**What is required**
Will you quote only the lines starting at the one that contains "Point out every instance of the yellow" and ending with the last line of the listing below, inclusive?

**Information supplied**
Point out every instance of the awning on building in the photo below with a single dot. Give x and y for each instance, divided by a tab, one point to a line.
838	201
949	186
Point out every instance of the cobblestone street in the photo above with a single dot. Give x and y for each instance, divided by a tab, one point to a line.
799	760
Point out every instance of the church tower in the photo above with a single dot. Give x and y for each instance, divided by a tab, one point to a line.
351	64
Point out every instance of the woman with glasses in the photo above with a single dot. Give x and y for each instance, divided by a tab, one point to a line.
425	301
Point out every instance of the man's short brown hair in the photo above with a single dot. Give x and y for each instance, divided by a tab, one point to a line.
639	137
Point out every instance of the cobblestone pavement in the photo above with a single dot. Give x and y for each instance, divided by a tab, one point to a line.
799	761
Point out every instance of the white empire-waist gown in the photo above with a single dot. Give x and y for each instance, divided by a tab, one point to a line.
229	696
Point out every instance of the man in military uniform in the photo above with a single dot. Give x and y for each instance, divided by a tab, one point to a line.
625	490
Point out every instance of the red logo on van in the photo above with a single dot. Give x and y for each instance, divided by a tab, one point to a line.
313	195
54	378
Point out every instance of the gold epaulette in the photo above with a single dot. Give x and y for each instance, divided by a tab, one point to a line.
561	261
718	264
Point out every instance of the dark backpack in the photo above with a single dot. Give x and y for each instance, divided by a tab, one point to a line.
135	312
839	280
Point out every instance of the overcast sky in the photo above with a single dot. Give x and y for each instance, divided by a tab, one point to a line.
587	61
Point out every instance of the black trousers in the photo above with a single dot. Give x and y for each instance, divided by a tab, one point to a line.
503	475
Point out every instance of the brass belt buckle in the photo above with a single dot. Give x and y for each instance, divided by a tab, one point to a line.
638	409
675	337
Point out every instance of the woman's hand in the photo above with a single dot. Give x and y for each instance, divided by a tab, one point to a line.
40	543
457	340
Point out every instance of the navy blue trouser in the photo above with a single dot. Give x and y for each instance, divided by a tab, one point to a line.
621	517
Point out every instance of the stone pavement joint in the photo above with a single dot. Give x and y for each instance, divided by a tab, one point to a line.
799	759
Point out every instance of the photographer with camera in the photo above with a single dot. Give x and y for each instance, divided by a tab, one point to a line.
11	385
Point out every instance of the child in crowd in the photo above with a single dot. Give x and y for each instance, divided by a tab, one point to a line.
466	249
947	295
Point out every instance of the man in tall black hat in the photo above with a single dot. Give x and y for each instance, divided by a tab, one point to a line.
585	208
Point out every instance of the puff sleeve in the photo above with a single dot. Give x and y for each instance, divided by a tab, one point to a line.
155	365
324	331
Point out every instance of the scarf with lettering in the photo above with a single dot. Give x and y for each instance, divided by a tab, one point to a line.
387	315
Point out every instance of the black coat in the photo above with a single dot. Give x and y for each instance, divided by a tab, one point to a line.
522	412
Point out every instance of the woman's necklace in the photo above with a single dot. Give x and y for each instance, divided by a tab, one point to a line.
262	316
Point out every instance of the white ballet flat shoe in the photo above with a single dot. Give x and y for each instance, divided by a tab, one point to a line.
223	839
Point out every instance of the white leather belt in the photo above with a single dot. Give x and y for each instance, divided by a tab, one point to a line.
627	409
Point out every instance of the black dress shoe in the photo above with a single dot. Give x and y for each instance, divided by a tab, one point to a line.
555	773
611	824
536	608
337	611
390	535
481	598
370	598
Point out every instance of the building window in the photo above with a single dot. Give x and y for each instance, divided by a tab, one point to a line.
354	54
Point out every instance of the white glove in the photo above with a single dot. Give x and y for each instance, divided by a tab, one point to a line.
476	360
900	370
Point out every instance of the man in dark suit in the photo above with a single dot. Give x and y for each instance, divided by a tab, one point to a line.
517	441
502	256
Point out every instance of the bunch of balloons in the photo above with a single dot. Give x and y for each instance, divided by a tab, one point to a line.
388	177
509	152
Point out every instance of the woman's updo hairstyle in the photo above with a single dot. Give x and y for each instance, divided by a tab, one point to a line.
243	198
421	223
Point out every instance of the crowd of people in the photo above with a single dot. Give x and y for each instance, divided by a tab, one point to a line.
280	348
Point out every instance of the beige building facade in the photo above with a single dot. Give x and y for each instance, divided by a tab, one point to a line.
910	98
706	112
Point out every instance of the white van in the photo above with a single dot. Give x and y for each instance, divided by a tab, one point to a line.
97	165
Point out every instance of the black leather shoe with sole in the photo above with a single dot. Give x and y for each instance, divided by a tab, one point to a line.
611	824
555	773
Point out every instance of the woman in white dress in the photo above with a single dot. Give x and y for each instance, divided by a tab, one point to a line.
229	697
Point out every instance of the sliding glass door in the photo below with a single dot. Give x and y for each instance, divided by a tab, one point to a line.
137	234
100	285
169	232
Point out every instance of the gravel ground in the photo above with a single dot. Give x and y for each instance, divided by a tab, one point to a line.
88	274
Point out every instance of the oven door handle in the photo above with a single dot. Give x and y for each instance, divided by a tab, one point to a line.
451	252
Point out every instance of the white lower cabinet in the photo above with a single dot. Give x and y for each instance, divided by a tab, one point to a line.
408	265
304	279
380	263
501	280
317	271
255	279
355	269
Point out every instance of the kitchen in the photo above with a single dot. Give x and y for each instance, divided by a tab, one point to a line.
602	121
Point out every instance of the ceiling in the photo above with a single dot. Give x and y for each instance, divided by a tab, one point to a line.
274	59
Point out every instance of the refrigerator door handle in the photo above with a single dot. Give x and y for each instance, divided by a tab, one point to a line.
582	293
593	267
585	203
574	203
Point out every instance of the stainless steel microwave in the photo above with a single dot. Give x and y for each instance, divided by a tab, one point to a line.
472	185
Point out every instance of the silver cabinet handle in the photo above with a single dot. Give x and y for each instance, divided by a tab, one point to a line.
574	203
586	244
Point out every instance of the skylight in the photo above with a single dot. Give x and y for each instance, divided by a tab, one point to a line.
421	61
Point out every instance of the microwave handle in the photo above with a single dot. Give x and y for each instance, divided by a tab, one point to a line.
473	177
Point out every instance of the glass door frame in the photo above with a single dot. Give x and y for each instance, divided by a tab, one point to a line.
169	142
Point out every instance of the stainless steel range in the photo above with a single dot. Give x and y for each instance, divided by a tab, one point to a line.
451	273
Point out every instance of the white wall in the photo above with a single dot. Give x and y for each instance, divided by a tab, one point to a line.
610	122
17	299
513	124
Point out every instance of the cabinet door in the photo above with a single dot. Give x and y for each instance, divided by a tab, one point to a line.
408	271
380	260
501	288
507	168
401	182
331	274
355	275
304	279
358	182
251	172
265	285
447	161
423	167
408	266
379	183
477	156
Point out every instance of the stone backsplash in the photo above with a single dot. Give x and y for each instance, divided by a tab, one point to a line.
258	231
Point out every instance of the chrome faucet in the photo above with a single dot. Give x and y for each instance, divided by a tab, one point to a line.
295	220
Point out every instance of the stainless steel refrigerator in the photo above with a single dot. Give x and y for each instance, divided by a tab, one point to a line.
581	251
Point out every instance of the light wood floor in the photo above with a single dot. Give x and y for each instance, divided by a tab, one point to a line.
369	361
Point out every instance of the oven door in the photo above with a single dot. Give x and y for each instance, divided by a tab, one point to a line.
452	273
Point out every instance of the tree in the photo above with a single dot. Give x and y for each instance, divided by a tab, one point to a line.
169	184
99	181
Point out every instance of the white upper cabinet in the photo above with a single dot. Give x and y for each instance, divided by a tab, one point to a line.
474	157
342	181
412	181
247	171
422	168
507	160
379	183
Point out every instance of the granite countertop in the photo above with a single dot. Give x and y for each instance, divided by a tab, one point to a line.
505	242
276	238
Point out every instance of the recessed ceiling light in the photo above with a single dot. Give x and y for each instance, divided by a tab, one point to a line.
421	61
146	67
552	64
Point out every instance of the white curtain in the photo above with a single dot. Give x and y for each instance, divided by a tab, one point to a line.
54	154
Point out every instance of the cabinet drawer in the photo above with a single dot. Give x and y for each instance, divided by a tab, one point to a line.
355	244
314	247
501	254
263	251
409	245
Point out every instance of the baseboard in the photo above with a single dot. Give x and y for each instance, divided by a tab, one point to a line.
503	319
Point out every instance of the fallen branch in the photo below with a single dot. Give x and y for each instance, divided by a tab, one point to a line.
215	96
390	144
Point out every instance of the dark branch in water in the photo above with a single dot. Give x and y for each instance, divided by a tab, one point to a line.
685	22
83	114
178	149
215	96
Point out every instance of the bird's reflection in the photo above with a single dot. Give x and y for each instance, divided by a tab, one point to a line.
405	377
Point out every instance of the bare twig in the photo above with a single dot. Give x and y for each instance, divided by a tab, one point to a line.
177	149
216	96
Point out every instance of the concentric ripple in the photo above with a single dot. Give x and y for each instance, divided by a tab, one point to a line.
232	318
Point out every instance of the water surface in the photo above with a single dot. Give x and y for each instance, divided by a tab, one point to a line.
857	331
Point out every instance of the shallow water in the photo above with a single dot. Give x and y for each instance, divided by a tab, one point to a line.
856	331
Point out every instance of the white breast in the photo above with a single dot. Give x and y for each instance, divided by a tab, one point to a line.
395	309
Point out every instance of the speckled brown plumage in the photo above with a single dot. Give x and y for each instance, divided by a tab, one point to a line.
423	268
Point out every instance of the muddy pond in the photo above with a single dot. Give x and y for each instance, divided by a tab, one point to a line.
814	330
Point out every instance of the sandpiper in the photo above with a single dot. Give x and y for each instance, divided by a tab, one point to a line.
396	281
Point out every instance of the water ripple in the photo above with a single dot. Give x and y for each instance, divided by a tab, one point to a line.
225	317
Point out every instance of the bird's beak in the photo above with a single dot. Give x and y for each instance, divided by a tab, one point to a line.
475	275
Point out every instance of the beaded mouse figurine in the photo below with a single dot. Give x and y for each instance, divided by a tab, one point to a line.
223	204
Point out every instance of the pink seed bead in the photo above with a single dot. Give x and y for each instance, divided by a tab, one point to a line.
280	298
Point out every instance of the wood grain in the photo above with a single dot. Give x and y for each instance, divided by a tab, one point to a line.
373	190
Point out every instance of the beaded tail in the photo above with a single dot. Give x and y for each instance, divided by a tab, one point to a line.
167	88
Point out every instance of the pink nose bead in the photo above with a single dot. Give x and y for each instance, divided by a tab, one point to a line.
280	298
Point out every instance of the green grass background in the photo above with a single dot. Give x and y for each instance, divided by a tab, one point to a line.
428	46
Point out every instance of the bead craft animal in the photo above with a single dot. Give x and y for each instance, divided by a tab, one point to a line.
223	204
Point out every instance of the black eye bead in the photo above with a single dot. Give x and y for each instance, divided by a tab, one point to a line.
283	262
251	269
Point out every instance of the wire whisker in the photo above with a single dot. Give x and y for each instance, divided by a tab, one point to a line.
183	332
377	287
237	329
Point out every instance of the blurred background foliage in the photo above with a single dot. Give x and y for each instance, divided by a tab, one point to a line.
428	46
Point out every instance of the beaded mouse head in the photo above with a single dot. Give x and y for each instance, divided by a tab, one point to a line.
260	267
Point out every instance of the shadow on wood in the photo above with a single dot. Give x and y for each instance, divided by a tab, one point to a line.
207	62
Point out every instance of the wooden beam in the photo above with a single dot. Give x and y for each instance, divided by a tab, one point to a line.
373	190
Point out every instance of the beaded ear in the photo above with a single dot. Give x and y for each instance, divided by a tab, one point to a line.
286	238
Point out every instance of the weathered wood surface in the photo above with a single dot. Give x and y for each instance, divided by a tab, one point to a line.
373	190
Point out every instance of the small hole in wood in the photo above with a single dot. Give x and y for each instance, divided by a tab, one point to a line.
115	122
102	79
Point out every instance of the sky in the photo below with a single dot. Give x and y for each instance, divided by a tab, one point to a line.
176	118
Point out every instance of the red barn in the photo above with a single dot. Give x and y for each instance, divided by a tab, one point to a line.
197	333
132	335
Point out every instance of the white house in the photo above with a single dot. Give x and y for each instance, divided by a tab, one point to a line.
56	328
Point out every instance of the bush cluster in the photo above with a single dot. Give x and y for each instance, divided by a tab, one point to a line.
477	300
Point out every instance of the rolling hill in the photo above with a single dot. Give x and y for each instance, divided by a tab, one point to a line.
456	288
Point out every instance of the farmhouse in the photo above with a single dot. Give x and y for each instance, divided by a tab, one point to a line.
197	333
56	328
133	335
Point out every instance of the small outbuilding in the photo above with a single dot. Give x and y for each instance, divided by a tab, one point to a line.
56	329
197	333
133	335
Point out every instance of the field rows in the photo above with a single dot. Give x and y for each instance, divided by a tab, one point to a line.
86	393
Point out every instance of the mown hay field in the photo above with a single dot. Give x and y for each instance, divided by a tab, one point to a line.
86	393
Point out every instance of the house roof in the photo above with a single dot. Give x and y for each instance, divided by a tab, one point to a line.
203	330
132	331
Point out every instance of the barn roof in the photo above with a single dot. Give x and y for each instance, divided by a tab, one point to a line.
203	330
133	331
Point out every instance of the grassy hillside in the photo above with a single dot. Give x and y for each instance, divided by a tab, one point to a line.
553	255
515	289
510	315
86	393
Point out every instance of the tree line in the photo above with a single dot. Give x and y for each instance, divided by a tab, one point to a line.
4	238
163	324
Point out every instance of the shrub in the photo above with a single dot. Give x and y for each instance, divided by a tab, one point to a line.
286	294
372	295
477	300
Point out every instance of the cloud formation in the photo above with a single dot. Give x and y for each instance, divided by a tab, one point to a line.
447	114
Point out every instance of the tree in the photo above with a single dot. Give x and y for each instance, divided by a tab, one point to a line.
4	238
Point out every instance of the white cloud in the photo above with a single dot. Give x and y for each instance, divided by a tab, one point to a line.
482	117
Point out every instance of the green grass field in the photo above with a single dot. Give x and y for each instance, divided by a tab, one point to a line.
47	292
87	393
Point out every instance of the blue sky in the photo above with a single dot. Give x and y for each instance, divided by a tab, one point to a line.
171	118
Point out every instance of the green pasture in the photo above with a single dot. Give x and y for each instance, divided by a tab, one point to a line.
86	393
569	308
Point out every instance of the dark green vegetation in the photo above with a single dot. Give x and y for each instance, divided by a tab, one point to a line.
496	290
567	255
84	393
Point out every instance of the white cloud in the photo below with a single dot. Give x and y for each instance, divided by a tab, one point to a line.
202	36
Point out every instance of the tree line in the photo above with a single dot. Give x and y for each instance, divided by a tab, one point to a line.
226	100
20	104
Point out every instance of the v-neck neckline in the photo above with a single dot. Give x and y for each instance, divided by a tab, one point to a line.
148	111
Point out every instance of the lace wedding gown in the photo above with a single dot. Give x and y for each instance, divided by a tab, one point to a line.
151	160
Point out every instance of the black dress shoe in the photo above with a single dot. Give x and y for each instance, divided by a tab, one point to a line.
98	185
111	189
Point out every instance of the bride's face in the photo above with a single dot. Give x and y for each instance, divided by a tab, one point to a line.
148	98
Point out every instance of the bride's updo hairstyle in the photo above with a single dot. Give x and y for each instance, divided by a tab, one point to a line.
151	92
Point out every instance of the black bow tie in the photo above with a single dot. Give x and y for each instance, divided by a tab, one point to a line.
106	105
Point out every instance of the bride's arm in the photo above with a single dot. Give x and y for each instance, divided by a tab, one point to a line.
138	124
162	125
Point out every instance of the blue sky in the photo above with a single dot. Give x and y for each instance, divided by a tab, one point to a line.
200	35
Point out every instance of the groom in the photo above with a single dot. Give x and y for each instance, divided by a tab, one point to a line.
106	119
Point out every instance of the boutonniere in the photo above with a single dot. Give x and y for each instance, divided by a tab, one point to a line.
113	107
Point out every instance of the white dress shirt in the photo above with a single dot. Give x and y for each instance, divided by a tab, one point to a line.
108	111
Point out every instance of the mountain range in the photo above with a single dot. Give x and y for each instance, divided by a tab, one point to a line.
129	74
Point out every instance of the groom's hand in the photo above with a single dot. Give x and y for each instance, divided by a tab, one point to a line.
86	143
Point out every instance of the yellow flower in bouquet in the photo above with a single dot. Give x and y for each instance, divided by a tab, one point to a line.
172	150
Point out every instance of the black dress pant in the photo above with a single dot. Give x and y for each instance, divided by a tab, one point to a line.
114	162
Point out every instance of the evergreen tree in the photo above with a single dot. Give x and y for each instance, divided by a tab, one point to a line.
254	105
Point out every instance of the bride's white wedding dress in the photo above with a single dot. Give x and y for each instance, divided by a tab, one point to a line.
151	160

**Solved problem**
Point out every instance of the yellow flower in bouquet in the photo above with a single dot. Give x and y for each instance, divided by a tab, one point to a line.
172	150
Point out every instance of the black dress pant in the photo above with a single dot. Give x and y for each instance, divided by a tab, one point to a line.
114	162
Point out every instance of the evergreen tree in the photo above with a single dot. Give x and y for each instance, divided by a tab, one point to a line.
254	105
Point out every instance of the bride's white wedding dress in the photo above with a single dot. Give x and y for each instance, divided by a tab, one point to a line.
151	160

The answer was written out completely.